─── Extract to read ───

18. Voice activity detection apparatus comprising:
(i) means for receiving an electrical input signal in which the
presence or absence of signals representing speech is to be
detected;
(ii) analysis means responsive to said means for receiving operable
to produce electrical signals representing the coefficients of a
filter having a spectral response which is the inverse of the
frequency spectrum of the input signal;
(iii) means for periodically adaptively generating an electrical
signal representing an estimated noise signal component of the
input signal;
(iv) electrical means responsive to said analysis means and said
estimated noise generating means for periodically forming from the
filter coefficients and the estimated noise representing signal
further signals representing a measure of a spectral similarity
between a portion of the input signal and the same estimated noise
signal component, the measure being proportional to a zero-order
autocorrelation of the noise representing signal after filtering by
a filter having the same coefficients; and
(v) means for comparing the measure with a threshold value to
produce an output indicating the presence or absence of speech.
19. A method of detecting voice activity representing signals in an
electrical input signal, comprising:
(a) producing electrical signals representing the coefficients of a
filter having a spectral response which is the inverse of the
frequency spectrum of the input signal;
(b) periodically adaptively generating electrical signals
representing an estimated noise signal component of the input
signal;
(c) periodically forming from the filter coefficients and the
estimated noise representing signal an electrical signal
representative of a measure of the spectral similarity between a
portion of the input signal and the said estimated noise signal
component, the measure being proportional to the zero-order
autocorrelation of the noise representing signal after filtering by
a filter having the said coefficients; and
(d) comparing the measure with a threshold value to produce an
output indicating the presence or absence of speech.

─── Data excerpts ───

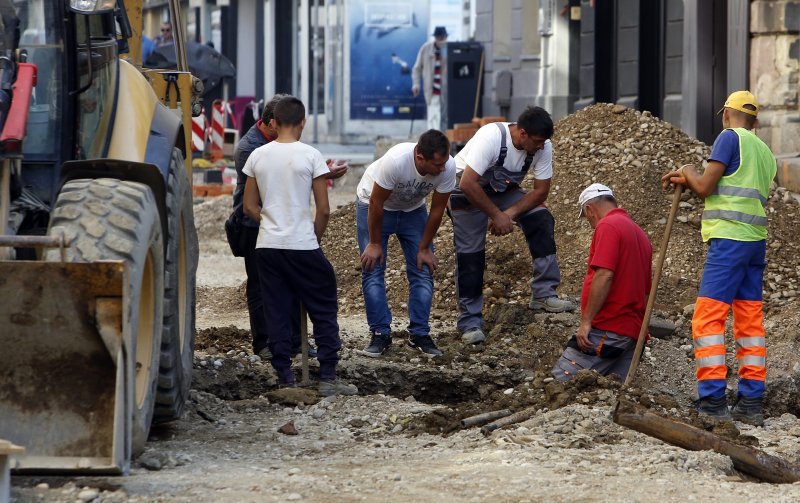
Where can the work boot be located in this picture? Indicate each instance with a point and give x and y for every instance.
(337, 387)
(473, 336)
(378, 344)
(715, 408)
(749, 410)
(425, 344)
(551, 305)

───
─── Data excerpts ───

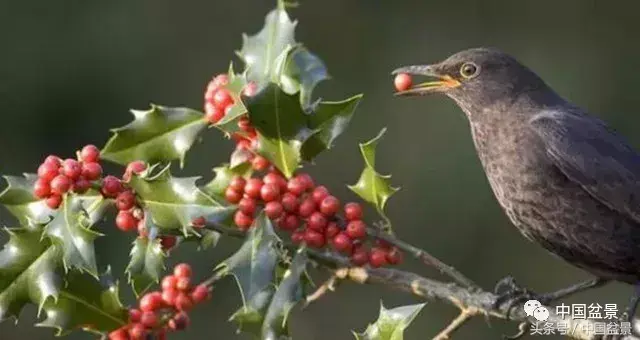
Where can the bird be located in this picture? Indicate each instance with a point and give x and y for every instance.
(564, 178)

───

◆ **Set problem**
Could you write the next part of the voice activity detection patent claims, picking up right after the final step of the method? None of the material has any bearing here.

◆ **Output for this exercise**
20. A voice activity detection apparatus comprising:
(i) a first voice activity detector which operates by forming
electrical signals representing a measure of a spectral similarity
between an electrical input signal and a speech free stored portion
of an input signal to produce an electrical output signal
indicating the presence or absence of speech in the input
signal;
(ii) a store for containing the stored portion of the input signal;
and
(iii) an auxiliary voice activity detector responsive to said
electrical input signal to produce a second signal indicating the
presence or absence of speech in the input signal, said second
signal alone controlling the updating of said store, the auxiliary
voice activity detector operating by forming an electrical signal
representing a measure of a spectral similarity between a current
input signal and an earlier portion of the input signal.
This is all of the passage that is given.